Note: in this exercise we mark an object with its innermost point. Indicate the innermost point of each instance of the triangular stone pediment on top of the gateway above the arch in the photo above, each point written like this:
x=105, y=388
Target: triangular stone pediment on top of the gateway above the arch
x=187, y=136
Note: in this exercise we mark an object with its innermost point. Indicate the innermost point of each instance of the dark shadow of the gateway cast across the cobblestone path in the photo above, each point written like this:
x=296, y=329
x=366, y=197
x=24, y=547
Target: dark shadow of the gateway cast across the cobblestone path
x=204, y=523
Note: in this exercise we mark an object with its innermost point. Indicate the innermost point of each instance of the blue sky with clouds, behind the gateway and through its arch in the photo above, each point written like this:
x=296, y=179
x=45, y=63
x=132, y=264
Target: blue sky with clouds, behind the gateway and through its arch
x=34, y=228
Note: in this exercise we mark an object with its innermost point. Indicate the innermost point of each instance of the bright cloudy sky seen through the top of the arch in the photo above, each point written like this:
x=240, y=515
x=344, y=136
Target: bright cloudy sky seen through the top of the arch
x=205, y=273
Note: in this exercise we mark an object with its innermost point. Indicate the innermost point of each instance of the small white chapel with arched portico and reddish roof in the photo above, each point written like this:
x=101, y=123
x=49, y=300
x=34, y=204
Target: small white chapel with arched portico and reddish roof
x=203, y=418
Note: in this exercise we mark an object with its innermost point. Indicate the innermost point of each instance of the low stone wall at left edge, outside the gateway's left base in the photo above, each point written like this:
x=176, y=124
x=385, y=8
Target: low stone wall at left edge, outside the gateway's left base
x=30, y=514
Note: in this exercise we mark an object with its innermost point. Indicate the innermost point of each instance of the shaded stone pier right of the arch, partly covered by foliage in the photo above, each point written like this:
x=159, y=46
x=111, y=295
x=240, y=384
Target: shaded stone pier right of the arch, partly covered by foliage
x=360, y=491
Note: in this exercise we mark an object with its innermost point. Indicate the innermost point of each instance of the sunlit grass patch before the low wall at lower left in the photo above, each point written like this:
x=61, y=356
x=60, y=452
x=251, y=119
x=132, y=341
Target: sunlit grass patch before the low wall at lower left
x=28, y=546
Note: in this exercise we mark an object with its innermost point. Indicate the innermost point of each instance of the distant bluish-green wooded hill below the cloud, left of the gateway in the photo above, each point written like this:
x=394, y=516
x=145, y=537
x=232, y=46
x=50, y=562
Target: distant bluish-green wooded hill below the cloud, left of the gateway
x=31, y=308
--
Instructions for the task: Return the entries in full. Do not alter them.

Exercise result:
Note: in this exercise we mark an object with its innermost point. Indicate the innermost point of each instance of the triangular stone pediment on top of the gateway above the arch in the photo above, each point written like this:
x=105, y=388
Target: triangular stone pediment on top of the gateway above the arch
x=187, y=136
Note: in this exercise we mark an object with its innermost point. Indicate the innermost point of each instance of the dark shadow of the gateway cast across the cobblestone path in the photo above, each point written like this:
x=296, y=329
x=366, y=197
x=24, y=547
Target: dark shadow of the gateway cast across the cobblestone path
x=204, y=523
Note: in this exercise we mark an object with its innermost point. Indicate the innermost point of each instance of the blue sky with clouds, behind the gateway and through its arch in the photo above, each point written like this:
x=296, y=179
x=45, y=63
x=132, y=264
Target: blue sky with clouds, behind the gateway and through its arch
x=34, y=228
Note: in this exercise we mark an object with its innermost point. Indicate the innermost point of each instance of the bright cloudy sky seen through the top of the arch in the photo above, each point written like this:
x=240, y=515
x=344, y=136
Target: bright cloudy sky seen through the top of the arch
x=205, y=273
Note: in this exercise we mark an object with its innermost point. Indicate the innermost point of each instance of the small white chapel with arched portico and reddish roof in the photo above, each point written like this:
x=101, y=123
x=49, y=300
x=34, y=204
Target: small white chapel with arched portico and reddish roof
x=203, y=418
Note: in this exercise we mark an object with its innermost point. Indicate the innermost point of each instance of the low stone wall at left edge, outside the gateway's left base in the photo above, each point written like this:
x=176, y=124
x=385, y=8
Target: low stone wall at left edge, outside the gateway's left base
x=30, y=514
Note: in this exercise we mark an object with its innermost point. Indicate the innermost point of each instance of the shaded stone pier right of the arch, partly covered by foliage in the photo above, each point written like this:
x=159, y=46
x=111, y=295
x=240, y=384
Target: shaded stone pier right of the arch, partly covered by foliage
x=360, y=491
Note: in this exercise we mark an object with its innermost point. Indicate the innermost point of each instance of the sunlit grass patch before the low wall at lower left in the photo above, each point written like this:
x=61, y=356
x=60, y=452
x=251, y=119
x=132, y=341
Target: sunlit grass patch before the low wall at lower left
x=28, y=546
Note: in this exercise we mark an object with its innermost point. Indicate the innermost point of each instance of the distant bluish-green wooded hill below the cloud, left of the gateway in the photo above, each point written like this:
x=394, y=516
x=145, y=537
x=232, y=46
x=50, y=562
Target: distant bluish-green wooded hill below the cloud, left of the gateway
x=31, y=308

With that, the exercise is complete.